***** Texto fornecido

#Camões500
Camões (serigrafia), Júlio Pomar
Os quatro centenários de Camões têm sido objeto de polémica e de comemorações nacionais e com repercussão internacional. Um dos autores, dos séculos XIX e XX, que mais concentrou a atenção na vida e na obra do poeta foi Teófilo Braga, ao estudar os textos mais antigos de biógrafos e comentadores. Destacou-se na campanha de opinião pública efetuada em 1880, para assinalar em todo o país o terceiro centenário da morte de Camões. A informação existente indicara o dia 10 de Junho. “Pelo amor do seu território, pela necessidade de manter a independência” — afirmou Teófilo — “é possível alcançar uma ação comum, um sentimento coletivo que fortifica o sentimento da pátria e da nacionalidade.” Camões — advertiu — “deu expressão a esse sentimento, que transformou uma pátria numa nacionalidade”. Era a concretização dos objetivos políticos para fazer cair a monarquia constitucional: promover a coesão do Partido Republicano, unindo as várias tendências e grupos dispersos, no pensamento e na ação. O centenário de Camões, de 1880, passou a ser a certidão do nascimento do Partido Republicano que, 30 anos depois, implantará o novo regime.
Quando, na Primeira República, se acentuava uma profunda crise política e militar, Camões voltou a ser apontado como incentivo fundamental para superar divergências insanáveis. Ainda foi Teófilo — cerca de um mês antes de falecer — a sugerir que o centenário do nascimento de Camões ocorria de 4 para 5 de fevereiro de 1524. O Governo presidido por Álvaro de Castro e tendo como ministro da Instrução António Sérgio determinou que houvesse feriado nacional no dia 5 de fevereiro de 1924. A data foi aprovada pelo Congresso da República e promulgada pelo chefe de Estado Manuel Teixeira Gomes. Mobilizou intelectuais e políticos de todas as tendências, sem conseguir impedir, cerca de um ano depois, a implantação em 28 de 1926 da ditadura militar e, em 1932, da ditadura de Salazar.

**********

_As suas instruções_.
Resuma, por favor, em duas frases o texto sobre os centenários de Camões.

***** Registos fornecidos

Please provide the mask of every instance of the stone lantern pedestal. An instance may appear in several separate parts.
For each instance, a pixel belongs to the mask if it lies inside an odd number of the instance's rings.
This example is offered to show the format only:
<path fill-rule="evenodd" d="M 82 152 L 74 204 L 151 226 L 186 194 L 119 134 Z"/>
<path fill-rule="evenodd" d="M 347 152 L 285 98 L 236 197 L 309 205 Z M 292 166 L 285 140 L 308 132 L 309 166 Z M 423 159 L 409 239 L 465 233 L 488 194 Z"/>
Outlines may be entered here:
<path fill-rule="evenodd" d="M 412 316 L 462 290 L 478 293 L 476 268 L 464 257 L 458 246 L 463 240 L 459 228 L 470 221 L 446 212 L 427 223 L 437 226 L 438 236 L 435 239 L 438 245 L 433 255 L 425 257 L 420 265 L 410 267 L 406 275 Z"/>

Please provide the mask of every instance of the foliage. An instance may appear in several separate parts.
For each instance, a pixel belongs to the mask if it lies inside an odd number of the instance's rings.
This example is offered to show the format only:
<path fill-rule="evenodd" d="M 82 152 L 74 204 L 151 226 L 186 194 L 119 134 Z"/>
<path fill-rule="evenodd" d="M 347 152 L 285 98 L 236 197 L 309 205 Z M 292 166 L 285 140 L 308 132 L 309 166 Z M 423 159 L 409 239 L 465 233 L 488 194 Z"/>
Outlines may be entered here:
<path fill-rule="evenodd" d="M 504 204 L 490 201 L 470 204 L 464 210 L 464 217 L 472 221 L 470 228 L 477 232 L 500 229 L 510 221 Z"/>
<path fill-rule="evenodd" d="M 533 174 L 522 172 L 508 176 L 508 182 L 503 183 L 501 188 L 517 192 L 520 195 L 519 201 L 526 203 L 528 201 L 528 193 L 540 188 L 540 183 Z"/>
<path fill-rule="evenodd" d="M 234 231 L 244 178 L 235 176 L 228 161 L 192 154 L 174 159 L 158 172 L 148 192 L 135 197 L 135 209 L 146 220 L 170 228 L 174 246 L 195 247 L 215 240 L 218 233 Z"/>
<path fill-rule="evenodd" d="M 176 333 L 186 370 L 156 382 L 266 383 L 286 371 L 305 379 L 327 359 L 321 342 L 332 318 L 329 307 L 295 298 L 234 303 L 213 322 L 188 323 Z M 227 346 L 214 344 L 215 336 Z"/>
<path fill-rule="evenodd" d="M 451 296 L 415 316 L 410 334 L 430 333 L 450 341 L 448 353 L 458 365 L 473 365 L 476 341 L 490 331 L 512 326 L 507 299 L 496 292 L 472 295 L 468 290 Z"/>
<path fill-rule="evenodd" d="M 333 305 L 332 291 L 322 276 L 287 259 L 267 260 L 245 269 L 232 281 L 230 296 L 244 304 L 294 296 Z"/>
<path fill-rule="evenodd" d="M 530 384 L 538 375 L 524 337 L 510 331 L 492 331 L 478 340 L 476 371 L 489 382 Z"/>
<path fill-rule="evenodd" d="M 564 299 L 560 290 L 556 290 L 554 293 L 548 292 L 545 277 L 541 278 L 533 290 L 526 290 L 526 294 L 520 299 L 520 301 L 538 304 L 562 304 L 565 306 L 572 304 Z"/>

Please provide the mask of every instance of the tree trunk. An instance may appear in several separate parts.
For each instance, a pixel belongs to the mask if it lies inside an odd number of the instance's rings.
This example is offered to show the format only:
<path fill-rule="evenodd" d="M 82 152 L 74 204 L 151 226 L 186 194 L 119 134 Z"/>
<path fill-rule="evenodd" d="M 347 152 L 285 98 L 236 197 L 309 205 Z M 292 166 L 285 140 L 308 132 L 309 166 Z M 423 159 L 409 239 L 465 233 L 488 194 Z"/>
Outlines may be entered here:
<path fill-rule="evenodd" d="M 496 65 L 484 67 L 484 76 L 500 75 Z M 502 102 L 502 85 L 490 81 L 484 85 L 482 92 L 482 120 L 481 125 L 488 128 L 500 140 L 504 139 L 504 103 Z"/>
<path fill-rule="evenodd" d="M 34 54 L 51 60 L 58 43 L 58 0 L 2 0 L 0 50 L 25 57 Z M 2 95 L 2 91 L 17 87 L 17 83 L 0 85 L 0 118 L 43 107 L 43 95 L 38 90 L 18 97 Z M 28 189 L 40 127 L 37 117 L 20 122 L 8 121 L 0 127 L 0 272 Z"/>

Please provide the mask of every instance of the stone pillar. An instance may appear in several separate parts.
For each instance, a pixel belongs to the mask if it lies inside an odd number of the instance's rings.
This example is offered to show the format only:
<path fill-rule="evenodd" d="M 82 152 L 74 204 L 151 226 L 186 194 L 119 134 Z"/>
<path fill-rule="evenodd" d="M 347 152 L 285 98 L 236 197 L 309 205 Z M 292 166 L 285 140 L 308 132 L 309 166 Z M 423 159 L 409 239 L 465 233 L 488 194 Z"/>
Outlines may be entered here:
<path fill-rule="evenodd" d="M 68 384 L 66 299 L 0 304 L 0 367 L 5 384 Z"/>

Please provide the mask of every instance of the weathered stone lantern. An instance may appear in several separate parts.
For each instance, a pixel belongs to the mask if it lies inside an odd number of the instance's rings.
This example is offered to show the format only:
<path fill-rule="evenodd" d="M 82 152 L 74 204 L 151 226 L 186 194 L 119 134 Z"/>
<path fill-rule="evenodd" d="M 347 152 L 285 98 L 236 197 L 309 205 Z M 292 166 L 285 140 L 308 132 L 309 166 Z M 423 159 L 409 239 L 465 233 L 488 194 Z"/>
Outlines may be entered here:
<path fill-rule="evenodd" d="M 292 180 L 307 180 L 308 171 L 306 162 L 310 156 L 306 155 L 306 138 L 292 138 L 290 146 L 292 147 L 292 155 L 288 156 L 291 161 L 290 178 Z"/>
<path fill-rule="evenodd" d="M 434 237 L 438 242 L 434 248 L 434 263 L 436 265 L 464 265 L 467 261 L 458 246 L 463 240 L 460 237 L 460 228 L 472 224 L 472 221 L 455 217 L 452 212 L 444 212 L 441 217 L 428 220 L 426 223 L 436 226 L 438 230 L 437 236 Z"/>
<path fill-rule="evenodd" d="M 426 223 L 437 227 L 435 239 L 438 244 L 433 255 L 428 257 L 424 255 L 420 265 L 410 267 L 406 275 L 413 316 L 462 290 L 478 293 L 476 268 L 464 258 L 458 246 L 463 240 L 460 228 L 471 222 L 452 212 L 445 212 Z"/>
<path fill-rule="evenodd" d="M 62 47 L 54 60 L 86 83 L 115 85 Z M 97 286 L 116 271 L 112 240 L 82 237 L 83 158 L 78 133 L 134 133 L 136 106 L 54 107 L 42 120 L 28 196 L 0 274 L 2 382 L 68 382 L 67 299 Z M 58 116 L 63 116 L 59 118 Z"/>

**********
***** Registos fornecidos

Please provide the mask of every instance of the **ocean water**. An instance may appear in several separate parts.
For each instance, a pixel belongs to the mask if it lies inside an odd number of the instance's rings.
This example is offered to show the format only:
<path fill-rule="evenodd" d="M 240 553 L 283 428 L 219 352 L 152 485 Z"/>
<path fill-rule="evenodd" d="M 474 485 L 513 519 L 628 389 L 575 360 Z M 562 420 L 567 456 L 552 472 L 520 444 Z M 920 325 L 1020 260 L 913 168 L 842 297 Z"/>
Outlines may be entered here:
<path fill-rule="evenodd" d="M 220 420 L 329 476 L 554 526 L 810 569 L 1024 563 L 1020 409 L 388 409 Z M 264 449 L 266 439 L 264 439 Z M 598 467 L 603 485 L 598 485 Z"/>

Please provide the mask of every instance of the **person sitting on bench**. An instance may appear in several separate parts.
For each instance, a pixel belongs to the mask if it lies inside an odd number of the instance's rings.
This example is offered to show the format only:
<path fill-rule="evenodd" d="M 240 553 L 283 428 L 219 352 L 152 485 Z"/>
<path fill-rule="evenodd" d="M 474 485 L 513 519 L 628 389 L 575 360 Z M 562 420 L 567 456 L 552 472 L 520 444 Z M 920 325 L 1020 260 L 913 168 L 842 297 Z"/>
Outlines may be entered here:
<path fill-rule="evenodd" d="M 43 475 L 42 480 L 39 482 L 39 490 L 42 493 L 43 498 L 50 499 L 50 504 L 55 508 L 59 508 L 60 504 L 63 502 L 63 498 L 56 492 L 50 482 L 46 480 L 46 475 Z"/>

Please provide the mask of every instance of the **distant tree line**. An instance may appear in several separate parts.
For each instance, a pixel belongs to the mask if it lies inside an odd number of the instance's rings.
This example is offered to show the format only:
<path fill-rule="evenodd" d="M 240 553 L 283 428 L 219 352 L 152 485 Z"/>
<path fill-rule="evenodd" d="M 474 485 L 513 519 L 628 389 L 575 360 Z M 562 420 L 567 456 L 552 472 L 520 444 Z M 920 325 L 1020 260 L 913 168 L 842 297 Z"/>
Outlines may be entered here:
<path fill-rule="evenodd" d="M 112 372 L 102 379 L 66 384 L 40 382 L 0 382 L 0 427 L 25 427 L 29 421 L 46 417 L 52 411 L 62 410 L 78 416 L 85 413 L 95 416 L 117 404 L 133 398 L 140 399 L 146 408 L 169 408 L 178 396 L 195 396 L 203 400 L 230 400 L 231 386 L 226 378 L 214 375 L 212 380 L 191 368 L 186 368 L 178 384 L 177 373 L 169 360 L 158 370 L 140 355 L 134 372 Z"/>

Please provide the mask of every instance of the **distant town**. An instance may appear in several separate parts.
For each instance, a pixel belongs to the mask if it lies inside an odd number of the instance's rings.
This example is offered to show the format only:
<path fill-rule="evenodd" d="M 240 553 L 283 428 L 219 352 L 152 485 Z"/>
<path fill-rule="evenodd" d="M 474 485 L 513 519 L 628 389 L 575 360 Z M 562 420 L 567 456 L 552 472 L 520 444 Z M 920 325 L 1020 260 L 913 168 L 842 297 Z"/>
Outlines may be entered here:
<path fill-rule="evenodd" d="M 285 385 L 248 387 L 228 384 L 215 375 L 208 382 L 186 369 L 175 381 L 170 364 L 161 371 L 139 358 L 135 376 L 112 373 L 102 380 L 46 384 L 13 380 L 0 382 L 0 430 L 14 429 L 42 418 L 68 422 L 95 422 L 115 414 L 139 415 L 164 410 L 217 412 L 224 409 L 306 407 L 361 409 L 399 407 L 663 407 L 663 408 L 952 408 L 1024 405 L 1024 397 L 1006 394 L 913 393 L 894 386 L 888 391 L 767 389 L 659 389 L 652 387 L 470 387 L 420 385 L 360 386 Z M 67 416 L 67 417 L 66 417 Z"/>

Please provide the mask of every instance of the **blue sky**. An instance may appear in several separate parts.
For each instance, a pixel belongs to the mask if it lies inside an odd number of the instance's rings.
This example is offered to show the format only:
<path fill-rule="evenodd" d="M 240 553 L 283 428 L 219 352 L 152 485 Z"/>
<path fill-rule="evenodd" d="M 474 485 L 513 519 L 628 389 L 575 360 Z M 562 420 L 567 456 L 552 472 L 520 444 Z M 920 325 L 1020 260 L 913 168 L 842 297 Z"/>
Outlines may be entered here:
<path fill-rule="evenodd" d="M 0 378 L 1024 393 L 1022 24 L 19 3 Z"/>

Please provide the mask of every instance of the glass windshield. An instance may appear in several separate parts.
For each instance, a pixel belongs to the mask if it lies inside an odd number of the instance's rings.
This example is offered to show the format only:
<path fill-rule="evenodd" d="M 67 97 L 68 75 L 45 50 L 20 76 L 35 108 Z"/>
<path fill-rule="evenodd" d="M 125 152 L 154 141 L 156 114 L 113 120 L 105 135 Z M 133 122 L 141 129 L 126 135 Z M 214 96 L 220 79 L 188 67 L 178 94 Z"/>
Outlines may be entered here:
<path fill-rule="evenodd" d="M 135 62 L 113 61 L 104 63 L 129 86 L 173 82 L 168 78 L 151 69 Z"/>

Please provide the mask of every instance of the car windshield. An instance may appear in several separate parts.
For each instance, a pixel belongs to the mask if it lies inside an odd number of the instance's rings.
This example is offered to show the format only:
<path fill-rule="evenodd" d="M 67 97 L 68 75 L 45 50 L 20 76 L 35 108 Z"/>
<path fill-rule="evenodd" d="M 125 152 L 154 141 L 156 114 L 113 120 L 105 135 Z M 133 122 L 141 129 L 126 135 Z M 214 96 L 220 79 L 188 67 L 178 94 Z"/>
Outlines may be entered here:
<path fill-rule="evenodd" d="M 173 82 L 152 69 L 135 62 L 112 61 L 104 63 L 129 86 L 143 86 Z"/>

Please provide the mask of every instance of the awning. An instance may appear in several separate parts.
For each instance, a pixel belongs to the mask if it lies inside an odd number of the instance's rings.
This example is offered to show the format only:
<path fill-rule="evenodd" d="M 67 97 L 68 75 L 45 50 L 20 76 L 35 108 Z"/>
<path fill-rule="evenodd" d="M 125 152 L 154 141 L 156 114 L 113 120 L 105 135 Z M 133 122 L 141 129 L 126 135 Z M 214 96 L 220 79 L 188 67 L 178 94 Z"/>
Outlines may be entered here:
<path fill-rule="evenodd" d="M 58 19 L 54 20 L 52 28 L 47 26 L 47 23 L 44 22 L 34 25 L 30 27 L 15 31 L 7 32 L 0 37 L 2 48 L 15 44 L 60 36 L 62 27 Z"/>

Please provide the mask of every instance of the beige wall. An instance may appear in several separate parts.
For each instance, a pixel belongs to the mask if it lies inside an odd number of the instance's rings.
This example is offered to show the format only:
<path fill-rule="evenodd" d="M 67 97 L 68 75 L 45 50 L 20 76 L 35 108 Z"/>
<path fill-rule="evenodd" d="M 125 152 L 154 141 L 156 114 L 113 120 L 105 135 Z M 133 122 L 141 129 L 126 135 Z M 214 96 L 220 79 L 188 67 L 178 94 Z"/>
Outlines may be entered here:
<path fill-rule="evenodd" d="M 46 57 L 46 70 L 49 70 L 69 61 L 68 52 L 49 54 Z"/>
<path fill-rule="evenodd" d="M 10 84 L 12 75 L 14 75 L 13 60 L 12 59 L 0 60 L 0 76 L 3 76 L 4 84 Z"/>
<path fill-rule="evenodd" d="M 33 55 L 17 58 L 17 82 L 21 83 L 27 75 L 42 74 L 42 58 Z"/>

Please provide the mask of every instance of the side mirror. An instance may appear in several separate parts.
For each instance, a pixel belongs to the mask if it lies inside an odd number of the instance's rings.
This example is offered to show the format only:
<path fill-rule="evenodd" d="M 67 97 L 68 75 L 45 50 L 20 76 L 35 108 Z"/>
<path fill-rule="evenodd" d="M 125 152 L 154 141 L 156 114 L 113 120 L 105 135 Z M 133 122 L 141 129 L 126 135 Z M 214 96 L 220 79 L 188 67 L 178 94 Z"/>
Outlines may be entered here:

**********

_Resultado da tarefa_.
Em 1880, Teófilo Braga destacou-se na campanha que assinalou em todo o país o terceiro centenário da morte de Camões, uma comemoração que promoveu a coesão do Partido Republicano e passou a ser a certidão do seu nascimento. Na Primeira República, por sugestão de Teófilo, o Governo de Álvaro de Castro determinou feriado nacional a 5 de fevereiro de 1924 para o centenário do nascimento do poeta, que mobilizou intelectuais e políticos de todas as tendências sem impedir a implantação da ditadura militar e, em 1932, da ditadura de Salazar.